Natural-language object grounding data

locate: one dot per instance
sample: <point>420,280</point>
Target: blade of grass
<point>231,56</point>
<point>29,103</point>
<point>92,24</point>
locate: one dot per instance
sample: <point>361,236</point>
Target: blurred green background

Exercise instructions: Copy every record above out again, word for word.

Your response:
locate: one dot per instance
sample: <point>420,280</point>
Target: blade of grass
<point>231,56</point>
<point>29,103</point>
<point>92,24</point>
locate: one dot per instance
sample: <point>361,236</point>
Target: blurred green background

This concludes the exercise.